## Task instructions
Copy out the entries that follow, exactly as written.

## Exercise input

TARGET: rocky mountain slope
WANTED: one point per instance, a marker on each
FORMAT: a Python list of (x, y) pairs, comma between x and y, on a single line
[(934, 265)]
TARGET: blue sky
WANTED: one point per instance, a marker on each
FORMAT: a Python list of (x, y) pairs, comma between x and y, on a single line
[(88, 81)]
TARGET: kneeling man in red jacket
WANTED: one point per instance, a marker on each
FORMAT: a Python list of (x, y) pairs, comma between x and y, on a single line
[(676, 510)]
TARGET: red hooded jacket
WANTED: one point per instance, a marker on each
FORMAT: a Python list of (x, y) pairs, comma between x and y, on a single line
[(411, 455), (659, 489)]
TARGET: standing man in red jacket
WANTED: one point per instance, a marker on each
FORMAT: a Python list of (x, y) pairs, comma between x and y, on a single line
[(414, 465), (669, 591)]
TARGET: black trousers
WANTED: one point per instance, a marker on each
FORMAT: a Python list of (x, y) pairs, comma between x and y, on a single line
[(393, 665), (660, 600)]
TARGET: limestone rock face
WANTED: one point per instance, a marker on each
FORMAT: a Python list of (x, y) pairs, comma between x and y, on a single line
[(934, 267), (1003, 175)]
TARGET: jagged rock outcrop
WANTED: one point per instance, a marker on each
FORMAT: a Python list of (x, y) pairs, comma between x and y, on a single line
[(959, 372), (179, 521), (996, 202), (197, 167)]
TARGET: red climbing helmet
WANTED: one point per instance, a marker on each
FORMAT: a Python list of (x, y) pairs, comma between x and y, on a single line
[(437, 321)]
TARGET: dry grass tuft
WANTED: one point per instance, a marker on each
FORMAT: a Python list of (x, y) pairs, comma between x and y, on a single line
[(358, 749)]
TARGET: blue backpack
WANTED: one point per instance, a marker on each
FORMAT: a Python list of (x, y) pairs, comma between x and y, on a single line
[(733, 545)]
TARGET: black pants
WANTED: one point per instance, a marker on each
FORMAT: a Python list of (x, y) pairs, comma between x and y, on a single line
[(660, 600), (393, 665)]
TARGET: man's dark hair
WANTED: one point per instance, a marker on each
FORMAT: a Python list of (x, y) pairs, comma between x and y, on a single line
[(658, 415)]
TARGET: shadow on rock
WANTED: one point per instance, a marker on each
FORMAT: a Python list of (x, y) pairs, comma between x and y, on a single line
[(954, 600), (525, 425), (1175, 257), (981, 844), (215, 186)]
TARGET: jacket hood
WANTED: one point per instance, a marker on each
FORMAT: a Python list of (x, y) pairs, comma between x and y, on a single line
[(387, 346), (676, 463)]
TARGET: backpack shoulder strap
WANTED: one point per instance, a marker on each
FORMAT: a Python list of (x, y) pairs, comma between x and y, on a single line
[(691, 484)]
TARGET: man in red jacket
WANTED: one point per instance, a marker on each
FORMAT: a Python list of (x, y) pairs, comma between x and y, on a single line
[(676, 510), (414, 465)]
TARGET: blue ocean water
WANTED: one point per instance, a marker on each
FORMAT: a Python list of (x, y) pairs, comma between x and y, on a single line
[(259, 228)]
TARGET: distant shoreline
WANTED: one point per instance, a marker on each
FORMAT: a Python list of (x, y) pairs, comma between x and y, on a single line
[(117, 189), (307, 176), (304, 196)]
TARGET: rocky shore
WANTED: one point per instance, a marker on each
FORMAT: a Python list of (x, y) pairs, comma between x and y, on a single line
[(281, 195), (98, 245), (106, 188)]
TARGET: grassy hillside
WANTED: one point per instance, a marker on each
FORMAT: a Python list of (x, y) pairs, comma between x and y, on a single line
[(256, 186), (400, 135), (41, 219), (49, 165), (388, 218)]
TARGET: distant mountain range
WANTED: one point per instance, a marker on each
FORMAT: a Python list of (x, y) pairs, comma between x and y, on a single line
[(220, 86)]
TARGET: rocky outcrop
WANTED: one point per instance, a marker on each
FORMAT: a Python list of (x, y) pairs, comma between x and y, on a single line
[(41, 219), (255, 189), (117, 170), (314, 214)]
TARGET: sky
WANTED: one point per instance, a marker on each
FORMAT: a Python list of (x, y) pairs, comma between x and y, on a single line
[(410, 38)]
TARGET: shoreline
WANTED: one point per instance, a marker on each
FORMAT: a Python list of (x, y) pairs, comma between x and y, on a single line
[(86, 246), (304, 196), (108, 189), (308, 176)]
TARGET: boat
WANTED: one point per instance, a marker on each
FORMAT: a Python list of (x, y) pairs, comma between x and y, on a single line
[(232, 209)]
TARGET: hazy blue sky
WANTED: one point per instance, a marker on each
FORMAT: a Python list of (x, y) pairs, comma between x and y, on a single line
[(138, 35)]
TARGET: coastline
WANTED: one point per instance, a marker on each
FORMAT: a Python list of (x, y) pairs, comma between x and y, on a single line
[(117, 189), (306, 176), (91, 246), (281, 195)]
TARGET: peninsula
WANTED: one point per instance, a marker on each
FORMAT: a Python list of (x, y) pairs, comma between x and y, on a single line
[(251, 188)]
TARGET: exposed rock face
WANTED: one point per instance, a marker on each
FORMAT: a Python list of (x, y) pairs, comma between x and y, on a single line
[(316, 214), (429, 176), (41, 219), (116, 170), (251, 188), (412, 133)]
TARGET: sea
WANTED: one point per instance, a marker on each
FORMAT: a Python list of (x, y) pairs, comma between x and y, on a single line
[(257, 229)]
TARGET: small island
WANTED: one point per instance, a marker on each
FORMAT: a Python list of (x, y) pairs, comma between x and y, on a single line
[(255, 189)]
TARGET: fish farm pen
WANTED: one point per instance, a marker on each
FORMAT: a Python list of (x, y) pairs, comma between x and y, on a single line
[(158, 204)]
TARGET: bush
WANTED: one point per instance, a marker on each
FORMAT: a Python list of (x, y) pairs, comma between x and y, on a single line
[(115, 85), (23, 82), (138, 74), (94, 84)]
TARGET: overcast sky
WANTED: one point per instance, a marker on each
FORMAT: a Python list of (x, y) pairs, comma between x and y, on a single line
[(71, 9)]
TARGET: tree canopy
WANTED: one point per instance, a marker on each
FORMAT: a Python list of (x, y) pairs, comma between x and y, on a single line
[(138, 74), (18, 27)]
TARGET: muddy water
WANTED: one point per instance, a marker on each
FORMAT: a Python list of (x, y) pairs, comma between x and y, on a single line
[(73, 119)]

## Solution to this problem
TARGET: rocky mountain slope
WANTED: one point per instance, a marker on each
FORMAT: a Python list of (x, y) pairs, comma between x and y, on a single line
[(934, 265)]
TARGET: blue sky
WANTED: one point per instance, a marker on each
FORMAT: a Python list of (x, y) pairs, comma between x and y, on a single line
[(88, 81)]
TARGET: kneeling man in red jacket
WANTED: one point per instance, a marker on each
FORMAT: a Python list of (x, y) pairs, comma between x and y, on a single line
[(676, 510)]
TARGET: red hooded jacket
WANTED: one point per instance, a marker on each
FORMAT: a Python list of (x, y) pairs, comma between x and y, on a single line
[(411, 455), (659, 489)]
TARGET: standing man in red jacket
WANTED: one point per instance, a marker on each
FORMAT: a Python list of (x, y) pairs, comma between x and y, on a single line
[(414, 465), (669, 591)]
TARGET: black trousers
WANTED: one point per instance, a marker on each
FORMAT: a Python list of (x, y) pairs, comma between x and y, on a single line
[(393, 665), (660, 600)]
TARGET: limestone rock face
WANTED: one point per instance, a marker on each
FORMAT: a Python list of (x, y) pairs, comma between x and y, on a single line
[(934, 267), (1003, 175)]
TARGET: jagged rock outcrop
WANTED: one point per instance, a marker on each
FORMAT: a Python list of (x, y) pairs, comma between x and y, on a single line
[(959, 372), (179, 521), (996, 202), (197, 167)]
TARGET: red climbing helmet
WANTED: one point per instance, a marker on each
FORMAT: a Python list of (x, y) pairs, comma between x and y, on a single line
[(437, 321)]
TARGET: dry grass tuft
WANTED: one point per instance, a marker on each
FORMAT: a Python list of (x, y) pairs, comma between x and y, on a single line
[(358, 749)]
TARGET: blue backpack
WANTED: one point per instance, a marker on each
FORMAT: a Python list of (x, y) pairs, comma between x and y, on a single line
[(733, 545)]
TARGET: black pants
WANTED: one point per instance, a marker on each
FORMAT: a Python list of (x, y) pairs, comma between x and y, on a single line
[(660, 600), (393, 665)]
TARGET: man's dark hair
WANTED: one point per instance, a marker on each
FORMAT: a Python list of (x, y) pairs, comma between x and y, on a single line
[(658, 415)]
TARGET: shadow on rock
WANTED: one point per instance, a marker on each
FORMAT: a Python list of (x, y) pairs, comma between x and y, on a single line
[(954, 600), (525, 425), (1175, 257), (981, 844), (215, 186)]
TARGET: jacket hood
WANTED: one point per instance, a marker on each
FORMAT: a Python list of (x, y) pairs, comma between x and y, on a single line
[(387, 346), (676, 463)]
TARGET: backpack shoulder strap
WANTED: one point per instance, a marker on each
FORMAT: a Python list of (x, y) pairs, comma between x and y, on a single line
[(691, 484)]
TARGET: man in red jacket
WANTED: one point per instance, a marker on each
FORMAT: a Python list of (x, y) pairs, comma between x and y, on a single line
[(676, 510), (414, 465)]
TARGET: blue ocean water
WANTED: one point per instance, a marker on each
FORMAT: a Python list of (x, y) pairs, comma between x and y, on a single line
[(259, 228)]
TARGET: distant shoreline
WANTED: one point per instance, a marker on each
FORMAT: a Python list of (x, y) pairs, comma between x and y, on a single line
[(117, 189), (307, 176), (304, 196)]
TARGET: rocky shore
WANTED: one point per instance, a marker on each
FORMAT: a Python list of (x, y) pairs, comma between x and y, on a single line
[(281, 195), (98, 245), (106, 188)]
TARGET: grassy hillside
WANTED: one point per instance, a marker on each
FORMAT: a Python list of (x, y) pairs, comma between x and y, on a single line
[(256, 186), (400, 135), (41, 219), (49, 165), (388, 218)]
TARGET: distant mountain range
WANTED: one point per instance, a marker on each
FORMAT: a Python list of (x, y) pairs, comma between x and y, on a single line
[(220, 86)]
TARGET: rocky outcrop
WANTED: one point per instance, a marker on each
FORMAT: a Python list of (x, y) pairs, comma between x and y, on a single line
[(41, 219), (255, 189), (117, 170), (314, 214)]
TARGET: sky
WANTED: one point per instance, a marker on each
FORMAT: a Python list of (x, y) pairs, comma between x and y, on a single line
[(410, 38)]
TARGET: shoreline
WANTED: one point per instance, a marker on each
FORMAT: a Python list of (x, y) pairs, comma between x and y, on a single line
[(86, 246), (304, 196), (108, 189), (308, 176)]
TARGET: boat
WANTED: one point per instance, a marker on each
FORMAT: a Python list of (x, y) pairs, comma between x and y, on a single line
[(232, 209)]
TARGET: hazy blue sky
WANTED: one point per instance, a marker on each
FORMAT: a Python list of (x, y) pairs, comma between x and y, on a single line
[(138, 35)]
TARGET: coastline
WANTED: one point per instance, a marker on each
FORMAT: a Python list of (x, y) pairs, comma between x and y, on a single line
[(117, 189), (306, 176), (91, 246), (281, 195)]
TARGET: peninsula
WANTED: one point per instance, a marker on each
FORMAT: a Python list of (x, y) pairs, comma between x and y, on a single line
[(251, 188)]
TARGET: exposed rock face
WANTED: one point per instance, a marker on each
FORMAT: a Python list of (x, y) pairs, comma between x and y, on a single line
[(316, 214), (429, 176), (41, 219), (116, 170), (251, 188), (412, 133)]
TARGET: sea
WANTED: one point per instance, a marker on each
FORMAT: a Python list of (x, y) pairs, comma between x and y, on a single line
[(257, 229)]
TARGET: small island
WANTED: one point per instance, a marker on each
FORMAT: a Python list of (x, y) pairs, comma between x and y, on a single line
[(255, 189)]
TARGET: fish farm pen
WANTED: one point per instance, a marker on each
FORMAT: a Python list of (x, y) pairs, comma between x and y, on a single line
[(158, 204)]
TARGET: bush
WANTED: one point per instance, a marker on each
FORMAT: a Python list of (x, y) pairs, comma between x and y, on a single line
[(115, 85), (23, 82), (138, 74), (94, 84)]
TARGET: overcast sky
WANTED: one point per instance, a marker on each
FORMAT: a Python list of (x, y) pairs, comma between x and y, on a single line
[(71, 9)]
TARGET: tree canopy
WANTED: one point per instance, a marker on each
FORMAT: a Python list of (x, y) pairs, comma between x and y, on a single line
[(138, 74), (18, 27)]
TARGET: muddy water
WANTED: one point per instance, a marker on each
FORMAT: a Python list of (x, y) pairs, comma between x and y, on a single line
[(73, 119)]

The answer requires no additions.